Match the string "present" against each line below, and copy every line that matches.

╭─ Records for processing

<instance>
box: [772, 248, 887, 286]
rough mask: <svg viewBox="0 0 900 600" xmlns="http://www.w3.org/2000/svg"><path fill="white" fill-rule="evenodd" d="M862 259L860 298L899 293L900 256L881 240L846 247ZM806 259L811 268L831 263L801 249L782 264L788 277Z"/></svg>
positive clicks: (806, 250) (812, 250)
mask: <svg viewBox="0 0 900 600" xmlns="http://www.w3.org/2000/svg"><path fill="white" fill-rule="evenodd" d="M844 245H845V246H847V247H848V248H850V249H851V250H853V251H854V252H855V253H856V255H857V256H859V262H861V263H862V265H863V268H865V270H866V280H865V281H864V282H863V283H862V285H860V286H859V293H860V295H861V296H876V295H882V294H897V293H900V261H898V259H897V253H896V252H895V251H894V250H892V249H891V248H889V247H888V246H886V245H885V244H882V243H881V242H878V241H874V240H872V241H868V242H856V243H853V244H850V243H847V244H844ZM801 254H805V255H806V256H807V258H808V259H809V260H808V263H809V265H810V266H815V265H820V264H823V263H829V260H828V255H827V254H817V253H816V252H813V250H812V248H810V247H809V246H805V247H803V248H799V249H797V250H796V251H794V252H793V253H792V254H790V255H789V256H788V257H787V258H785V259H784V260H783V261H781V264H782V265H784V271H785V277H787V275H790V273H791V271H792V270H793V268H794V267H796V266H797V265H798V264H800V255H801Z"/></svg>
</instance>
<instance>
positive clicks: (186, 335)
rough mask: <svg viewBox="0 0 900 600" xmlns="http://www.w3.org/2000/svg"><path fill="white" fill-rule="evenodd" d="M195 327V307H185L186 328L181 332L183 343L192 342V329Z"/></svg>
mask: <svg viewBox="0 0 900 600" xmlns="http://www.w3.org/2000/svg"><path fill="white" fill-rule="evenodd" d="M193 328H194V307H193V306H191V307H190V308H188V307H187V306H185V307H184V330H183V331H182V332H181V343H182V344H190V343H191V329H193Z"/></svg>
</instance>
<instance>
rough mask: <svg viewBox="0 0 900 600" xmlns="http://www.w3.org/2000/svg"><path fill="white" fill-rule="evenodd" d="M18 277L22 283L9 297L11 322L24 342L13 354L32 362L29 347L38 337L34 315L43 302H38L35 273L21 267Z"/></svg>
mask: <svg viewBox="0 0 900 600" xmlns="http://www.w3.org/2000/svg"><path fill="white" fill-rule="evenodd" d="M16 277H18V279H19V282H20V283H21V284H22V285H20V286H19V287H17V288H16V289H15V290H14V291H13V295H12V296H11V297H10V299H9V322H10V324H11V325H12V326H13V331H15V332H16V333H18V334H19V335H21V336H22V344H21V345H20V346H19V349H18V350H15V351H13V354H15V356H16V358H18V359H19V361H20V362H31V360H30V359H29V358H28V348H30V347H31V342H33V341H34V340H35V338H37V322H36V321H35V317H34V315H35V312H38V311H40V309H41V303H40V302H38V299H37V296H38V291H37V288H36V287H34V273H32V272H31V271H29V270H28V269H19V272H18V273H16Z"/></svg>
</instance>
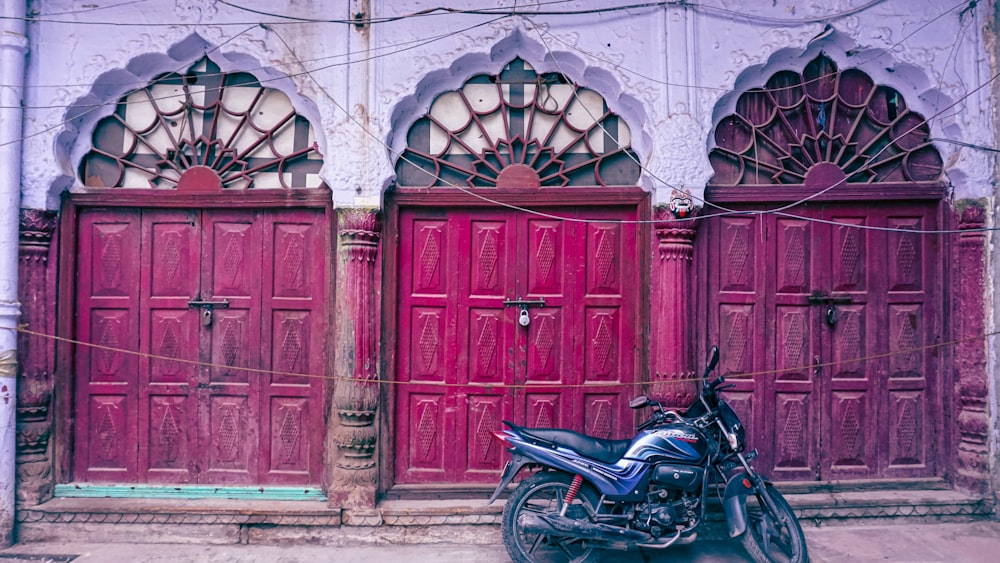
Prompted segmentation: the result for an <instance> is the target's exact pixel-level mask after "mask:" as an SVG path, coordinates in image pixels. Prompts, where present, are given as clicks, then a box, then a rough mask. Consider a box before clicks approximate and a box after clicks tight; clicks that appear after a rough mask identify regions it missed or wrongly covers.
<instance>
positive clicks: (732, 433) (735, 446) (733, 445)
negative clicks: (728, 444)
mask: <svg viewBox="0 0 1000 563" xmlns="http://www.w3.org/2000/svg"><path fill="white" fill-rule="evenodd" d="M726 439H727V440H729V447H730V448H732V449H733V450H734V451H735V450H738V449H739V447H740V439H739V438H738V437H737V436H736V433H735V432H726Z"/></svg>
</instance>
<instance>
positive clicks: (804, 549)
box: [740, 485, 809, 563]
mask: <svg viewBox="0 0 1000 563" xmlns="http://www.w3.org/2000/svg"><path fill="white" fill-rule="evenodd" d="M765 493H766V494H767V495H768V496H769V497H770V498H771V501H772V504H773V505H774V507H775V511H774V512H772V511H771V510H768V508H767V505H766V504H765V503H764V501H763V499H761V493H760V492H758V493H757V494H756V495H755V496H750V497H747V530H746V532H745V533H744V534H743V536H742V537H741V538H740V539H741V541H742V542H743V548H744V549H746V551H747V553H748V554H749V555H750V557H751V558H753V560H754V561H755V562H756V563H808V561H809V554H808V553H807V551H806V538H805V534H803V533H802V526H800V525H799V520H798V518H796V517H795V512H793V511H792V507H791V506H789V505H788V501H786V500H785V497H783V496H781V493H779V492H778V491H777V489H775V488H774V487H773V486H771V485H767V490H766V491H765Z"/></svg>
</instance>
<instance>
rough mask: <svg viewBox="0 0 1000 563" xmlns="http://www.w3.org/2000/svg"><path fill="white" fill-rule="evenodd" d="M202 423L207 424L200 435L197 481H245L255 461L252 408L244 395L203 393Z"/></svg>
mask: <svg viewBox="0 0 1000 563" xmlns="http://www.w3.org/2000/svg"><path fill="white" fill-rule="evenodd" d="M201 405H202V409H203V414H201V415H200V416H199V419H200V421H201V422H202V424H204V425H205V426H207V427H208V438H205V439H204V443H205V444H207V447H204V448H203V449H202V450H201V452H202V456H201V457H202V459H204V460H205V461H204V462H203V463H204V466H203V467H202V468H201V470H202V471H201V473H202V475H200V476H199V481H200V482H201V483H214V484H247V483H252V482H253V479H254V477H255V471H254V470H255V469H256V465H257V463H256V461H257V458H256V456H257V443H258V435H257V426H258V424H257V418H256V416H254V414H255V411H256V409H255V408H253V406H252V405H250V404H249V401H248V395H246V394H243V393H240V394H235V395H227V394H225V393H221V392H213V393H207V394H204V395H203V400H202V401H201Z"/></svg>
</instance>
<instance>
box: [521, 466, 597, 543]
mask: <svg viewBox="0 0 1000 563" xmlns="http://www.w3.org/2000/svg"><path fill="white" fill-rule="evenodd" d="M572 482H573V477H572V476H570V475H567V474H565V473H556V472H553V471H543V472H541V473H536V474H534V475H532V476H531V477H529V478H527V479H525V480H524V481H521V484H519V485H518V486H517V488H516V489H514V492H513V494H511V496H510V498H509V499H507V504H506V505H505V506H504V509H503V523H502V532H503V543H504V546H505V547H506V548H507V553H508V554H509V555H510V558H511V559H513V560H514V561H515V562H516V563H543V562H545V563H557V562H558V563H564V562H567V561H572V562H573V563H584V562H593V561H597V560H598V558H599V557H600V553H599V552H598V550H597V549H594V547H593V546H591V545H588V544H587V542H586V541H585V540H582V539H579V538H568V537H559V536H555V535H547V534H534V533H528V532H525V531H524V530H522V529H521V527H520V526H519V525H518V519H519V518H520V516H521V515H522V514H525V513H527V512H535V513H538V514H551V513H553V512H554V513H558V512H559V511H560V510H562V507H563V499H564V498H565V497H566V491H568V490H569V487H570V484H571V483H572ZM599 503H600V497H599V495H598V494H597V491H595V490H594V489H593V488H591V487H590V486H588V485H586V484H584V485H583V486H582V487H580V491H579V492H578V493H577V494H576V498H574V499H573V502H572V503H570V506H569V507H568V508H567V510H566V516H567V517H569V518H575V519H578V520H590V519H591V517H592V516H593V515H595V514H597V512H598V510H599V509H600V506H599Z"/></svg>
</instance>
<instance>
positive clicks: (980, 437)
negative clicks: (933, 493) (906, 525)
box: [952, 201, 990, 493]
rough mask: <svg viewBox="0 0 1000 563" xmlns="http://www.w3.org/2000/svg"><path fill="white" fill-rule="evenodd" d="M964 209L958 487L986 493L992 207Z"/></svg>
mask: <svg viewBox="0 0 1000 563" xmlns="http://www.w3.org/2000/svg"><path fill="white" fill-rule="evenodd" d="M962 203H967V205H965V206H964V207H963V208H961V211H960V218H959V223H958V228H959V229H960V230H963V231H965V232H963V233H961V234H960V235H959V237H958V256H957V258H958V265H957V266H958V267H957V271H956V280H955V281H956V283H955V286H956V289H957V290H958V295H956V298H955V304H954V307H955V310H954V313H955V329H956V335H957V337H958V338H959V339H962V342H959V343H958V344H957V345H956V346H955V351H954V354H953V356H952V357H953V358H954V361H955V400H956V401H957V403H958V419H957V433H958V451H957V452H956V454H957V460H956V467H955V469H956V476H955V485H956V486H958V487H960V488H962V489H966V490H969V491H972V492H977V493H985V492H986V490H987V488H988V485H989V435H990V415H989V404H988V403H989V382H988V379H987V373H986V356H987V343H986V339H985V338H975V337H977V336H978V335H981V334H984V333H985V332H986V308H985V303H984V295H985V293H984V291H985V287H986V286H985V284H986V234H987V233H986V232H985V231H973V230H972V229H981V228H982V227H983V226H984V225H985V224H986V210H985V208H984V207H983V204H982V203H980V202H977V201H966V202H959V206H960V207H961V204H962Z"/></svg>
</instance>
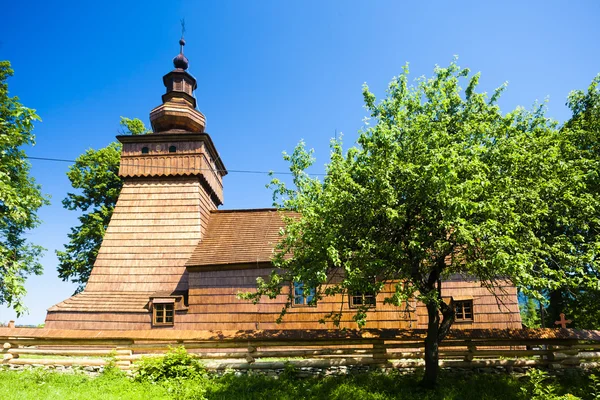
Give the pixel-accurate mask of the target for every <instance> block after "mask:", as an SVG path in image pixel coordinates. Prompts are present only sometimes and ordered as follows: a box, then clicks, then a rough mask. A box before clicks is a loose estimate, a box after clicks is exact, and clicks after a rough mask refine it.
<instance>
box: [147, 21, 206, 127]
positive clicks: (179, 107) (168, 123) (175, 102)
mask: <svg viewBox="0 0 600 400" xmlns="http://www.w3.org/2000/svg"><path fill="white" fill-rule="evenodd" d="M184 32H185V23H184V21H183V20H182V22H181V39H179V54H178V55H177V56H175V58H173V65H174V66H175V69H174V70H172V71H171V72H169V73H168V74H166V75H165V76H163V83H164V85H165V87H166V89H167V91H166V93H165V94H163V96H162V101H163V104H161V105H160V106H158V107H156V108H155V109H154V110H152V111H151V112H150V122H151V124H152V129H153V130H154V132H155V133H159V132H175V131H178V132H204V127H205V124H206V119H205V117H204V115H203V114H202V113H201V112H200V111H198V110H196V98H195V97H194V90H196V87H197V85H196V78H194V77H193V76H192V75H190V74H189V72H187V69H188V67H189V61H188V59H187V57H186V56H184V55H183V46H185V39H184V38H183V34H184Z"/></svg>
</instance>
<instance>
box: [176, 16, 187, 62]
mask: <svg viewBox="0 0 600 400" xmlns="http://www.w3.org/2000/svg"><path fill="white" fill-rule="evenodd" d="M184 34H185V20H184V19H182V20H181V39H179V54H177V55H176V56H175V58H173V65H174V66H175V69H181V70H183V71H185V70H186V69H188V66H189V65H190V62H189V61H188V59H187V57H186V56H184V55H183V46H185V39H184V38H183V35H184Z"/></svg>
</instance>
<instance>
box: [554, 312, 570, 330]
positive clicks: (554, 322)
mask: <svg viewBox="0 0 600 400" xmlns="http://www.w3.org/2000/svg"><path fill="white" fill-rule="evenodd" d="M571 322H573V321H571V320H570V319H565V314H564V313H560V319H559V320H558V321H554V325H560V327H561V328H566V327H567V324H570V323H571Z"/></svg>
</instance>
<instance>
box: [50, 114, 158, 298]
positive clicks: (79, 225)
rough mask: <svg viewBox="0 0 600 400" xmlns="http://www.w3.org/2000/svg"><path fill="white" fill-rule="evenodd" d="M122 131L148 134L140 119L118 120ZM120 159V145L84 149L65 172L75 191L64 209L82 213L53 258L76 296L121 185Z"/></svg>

╰─

Output:
Prompted segmentation: the result for an <instance> is the target's exact pixel-level mask after "mask:" as an SVG path, coordinates in image pixels. Prompts, where present, are given as clicks, then a box, then a rough mask. Consider a box before clicks approximate and a box after clicks tight; clicks that appear after a rough mask identify regions it missed or wrongly covers.
Give the pixel-accurate mask of the target for every <instance> block after "mask:", as an SVG path in image pixel coordinates. Prompts are present only sometimes and ordered as follows: a box, then clicks, then a rough mask. A box before clicks is a loose estimate, a box after clicks is exact, and clicks after a rough mask refine it.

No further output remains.